**EXERCISE REQUIREMENTS:**
The word "white" may appear in the records below. Report how many lines contain it, and write nothing besides the number.

· · ·

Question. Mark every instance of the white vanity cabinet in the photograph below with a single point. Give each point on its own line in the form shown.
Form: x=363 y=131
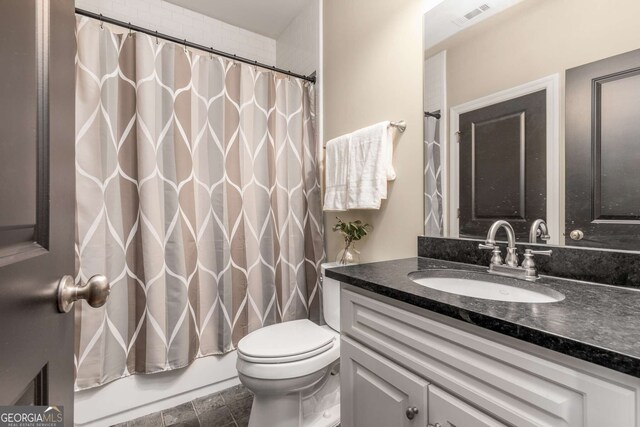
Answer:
x=404 y=366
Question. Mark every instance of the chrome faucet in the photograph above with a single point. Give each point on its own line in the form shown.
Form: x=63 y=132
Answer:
x=490 y=243
x=539 y=229
x=527 y=270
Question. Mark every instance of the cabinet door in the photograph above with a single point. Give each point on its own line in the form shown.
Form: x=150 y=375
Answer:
x=448 y=411
x=378 y=393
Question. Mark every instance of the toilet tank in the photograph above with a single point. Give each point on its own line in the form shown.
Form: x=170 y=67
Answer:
x=330 y=298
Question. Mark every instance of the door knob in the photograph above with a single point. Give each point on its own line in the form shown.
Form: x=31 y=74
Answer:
x=95 y=292
x=576 y=235
x=411 y=412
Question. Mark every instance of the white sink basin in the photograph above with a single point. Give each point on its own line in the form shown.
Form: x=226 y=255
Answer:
x=493 y=288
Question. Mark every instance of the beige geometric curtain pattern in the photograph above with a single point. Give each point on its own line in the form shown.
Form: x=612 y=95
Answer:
x=197 y=196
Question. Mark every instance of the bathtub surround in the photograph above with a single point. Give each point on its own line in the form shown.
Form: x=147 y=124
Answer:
x=193 y=173
x=615 y=268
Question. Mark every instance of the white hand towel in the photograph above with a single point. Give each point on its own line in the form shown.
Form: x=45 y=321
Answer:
x=370 y=166
x=336 y=163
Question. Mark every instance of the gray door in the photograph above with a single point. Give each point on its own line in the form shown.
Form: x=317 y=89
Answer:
x=603 y=153
x=503 y=165
x=37 y=49
x=378 y=393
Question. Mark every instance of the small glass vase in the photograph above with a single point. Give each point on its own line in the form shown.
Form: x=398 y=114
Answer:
x=348 y=255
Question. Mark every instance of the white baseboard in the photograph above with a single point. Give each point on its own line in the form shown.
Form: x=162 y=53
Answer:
x=139 y=395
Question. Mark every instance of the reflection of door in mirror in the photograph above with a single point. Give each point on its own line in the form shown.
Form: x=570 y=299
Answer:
x=603 y=153
x=502 y=165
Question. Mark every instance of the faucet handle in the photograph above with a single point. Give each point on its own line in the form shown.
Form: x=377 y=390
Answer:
x=496 y=258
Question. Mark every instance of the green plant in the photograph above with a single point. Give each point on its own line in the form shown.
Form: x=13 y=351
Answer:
x=351 y=231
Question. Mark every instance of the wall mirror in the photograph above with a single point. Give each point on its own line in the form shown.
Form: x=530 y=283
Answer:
x=532 y=112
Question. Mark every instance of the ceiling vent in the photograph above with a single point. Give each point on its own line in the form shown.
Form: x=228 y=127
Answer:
x=462 y=21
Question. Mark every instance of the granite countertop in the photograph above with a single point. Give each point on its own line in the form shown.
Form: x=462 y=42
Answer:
x=597 y=323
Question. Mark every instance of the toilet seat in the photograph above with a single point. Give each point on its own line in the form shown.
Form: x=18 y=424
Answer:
x=287 y=350
x=285 y=342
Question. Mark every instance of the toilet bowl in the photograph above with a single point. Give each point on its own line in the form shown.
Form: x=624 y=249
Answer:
x=292 y=368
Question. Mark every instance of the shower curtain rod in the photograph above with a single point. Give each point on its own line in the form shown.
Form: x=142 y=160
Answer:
x=186 y=43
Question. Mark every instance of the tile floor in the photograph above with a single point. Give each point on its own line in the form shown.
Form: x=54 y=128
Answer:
x=228 y=408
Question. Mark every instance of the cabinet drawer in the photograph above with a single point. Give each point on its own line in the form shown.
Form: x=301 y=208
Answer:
x=513 y=386
x=448 y=411
x=378 y=393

· · ·

**TASK SOLUTION:**
4